Revealed: the London Overground’s new line names and colours

London’s transport maps are about to get a whole lot more colourful

Ed Cunningham
Written by
Ed Cunningham
News Editor, Time Out UK and Time Out London
London Overground map
Image: TfL

After months of teasing, the time has finally come. London’s sprawling network of orange Overground lines is now officially getting a rebrand, with each route getting its own line name and colour.

Given that each London Overground route operates individually and that they effectively are separate routes, the move makes a lot of sense. TfL says the rebrand will ‘make it easier for customers to navigate the London Overground’, as well as celebrate ‘London’s diverse communities and histories’.

RECOMMENDED: Londoners’ best reactions to the new Overground line names.

So, what are routes getting rebranded as? And what colours will they take on a TfL map? Here’s the lowdown.

What are the London Overground new line names and meanings?

Here are the new Overground line names, plus what they mean. 

  • The Lioness line: running between Euston and Watford junction, named after England’s Lionesses national football team.
  • The Mildmay line: running between Stratford and Richmond/Clapham Junction, named after a charitable hospital in Shoreditch.
  • The Windrush line: running between Highbury & Islington and Clapham Junction/New Cross/Crystal Palace/West Croydon, named after the Windrush generation and their legacy.
  • The Weaver line: running between Liverpool Street and Enfield Town/Cheshunt/Chingford, named after the historic textile trade of east London.
  • The Suffragette line: running between Gospel Oak and Barking Riverside, named after the Suffragette movement who fought for the vote for women in the UK.
  • The Liberty line: running between Romford and Upminster, named after the historical independence of the people of Havering (which the line runs through).

What about the new colours?

And here’s the breakdown of the new colours: 

  • The Lioness line: yellow parallel lines.
  • The Mildmay line: blue parallel lines.
  • The Windrush line: red parallel lines.
  • The Weaver line: maroon parallel lines.
  • The Suffragette line: green parallel lines.
  • The Liberty line: grey parallel lines. 

When will the change happen?

TfL says the rebranding, including changes to signage and maps across the network, should be complete by the end of 2024.

What does the new London Overground map look like?  

Here’s a sneak preview of what the new map of London Overground services will look like.

London Overground map
Image: TfL

And here’s what they’ll look like on the full transport map. 

London Overground map
Image: TfL

Why is London Overground being rebranded?

TfL says there are a couple of reasons for rebranding the currently-orange network. The primary reason is to make it more navigable and less confusing on maps, though the rebrand also intends to celebrate London’s history and culture.

**EXERCISE REQUIREMENTS**. According to the article on the Overground rebrand, which line runs between Romford and Upminster? The entries that follow have nothing to do with the article on the Overground rebrand.

**DATASET ENTRIES**.
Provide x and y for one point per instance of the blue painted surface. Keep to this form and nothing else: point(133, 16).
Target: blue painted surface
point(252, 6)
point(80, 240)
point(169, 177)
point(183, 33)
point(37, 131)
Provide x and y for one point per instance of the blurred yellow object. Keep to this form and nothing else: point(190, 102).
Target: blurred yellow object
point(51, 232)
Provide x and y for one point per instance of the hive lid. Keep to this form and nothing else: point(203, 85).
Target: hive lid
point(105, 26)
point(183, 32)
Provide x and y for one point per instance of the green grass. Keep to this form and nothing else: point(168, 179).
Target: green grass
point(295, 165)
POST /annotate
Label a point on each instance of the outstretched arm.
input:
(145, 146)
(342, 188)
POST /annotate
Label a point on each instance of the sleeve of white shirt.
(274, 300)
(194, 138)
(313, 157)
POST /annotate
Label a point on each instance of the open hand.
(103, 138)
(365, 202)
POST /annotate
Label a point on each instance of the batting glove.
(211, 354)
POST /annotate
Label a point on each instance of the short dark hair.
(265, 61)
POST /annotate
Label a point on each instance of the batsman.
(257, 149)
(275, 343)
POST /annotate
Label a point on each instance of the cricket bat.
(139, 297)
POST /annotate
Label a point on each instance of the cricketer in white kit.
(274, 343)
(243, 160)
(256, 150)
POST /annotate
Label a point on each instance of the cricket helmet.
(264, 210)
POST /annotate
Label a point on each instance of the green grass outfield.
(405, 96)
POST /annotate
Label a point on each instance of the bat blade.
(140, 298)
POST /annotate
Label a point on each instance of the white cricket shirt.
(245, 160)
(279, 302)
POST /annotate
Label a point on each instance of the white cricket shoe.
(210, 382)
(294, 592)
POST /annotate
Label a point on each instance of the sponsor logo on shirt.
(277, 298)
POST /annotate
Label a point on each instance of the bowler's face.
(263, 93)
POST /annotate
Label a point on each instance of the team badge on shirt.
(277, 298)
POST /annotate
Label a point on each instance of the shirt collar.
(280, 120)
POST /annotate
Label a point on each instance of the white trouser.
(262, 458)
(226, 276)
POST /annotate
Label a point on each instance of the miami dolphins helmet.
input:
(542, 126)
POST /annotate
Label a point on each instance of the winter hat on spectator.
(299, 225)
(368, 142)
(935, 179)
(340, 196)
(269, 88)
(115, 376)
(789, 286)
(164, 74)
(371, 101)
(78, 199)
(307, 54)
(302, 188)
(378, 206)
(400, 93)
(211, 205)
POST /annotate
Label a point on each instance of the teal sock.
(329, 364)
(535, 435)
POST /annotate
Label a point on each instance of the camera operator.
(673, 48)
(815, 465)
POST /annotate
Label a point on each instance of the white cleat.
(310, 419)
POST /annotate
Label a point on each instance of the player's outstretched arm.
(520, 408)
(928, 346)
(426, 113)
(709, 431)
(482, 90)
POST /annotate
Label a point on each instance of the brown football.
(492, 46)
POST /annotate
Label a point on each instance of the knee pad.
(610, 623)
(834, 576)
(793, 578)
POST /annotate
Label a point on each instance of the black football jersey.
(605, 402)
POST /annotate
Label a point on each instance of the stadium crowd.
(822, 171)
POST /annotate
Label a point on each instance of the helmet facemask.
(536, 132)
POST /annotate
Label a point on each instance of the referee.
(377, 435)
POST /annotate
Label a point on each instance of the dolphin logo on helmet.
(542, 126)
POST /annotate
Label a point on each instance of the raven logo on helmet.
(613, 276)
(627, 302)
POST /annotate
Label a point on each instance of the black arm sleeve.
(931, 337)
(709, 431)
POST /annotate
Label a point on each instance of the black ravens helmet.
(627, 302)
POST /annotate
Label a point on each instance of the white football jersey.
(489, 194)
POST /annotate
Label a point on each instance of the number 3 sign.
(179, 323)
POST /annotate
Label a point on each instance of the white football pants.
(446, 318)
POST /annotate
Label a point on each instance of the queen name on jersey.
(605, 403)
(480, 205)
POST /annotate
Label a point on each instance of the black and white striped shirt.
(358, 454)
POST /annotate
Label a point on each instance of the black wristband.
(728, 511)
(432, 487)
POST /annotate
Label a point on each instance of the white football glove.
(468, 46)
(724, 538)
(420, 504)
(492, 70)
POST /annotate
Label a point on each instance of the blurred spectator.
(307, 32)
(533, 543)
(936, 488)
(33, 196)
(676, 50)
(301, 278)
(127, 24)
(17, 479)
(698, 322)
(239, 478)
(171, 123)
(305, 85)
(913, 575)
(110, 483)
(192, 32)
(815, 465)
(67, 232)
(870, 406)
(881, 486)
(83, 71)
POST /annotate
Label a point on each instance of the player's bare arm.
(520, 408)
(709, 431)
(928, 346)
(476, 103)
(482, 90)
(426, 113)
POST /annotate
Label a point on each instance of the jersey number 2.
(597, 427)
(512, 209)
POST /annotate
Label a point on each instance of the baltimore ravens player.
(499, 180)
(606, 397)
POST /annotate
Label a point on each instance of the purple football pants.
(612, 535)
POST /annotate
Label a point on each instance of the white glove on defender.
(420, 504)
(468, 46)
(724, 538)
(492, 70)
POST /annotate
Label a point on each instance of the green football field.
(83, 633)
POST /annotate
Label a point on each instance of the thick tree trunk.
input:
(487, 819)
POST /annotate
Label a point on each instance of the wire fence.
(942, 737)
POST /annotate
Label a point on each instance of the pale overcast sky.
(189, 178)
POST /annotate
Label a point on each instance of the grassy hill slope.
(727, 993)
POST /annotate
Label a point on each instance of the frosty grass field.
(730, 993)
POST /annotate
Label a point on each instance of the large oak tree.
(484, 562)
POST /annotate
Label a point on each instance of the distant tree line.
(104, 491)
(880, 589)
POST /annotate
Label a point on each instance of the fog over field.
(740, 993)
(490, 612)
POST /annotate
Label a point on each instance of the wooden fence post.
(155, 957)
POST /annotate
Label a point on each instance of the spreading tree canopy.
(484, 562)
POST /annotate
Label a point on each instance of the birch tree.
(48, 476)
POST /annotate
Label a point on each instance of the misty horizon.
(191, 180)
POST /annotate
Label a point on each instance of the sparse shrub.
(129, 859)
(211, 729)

**RESULT BELOW**. The Liberty line.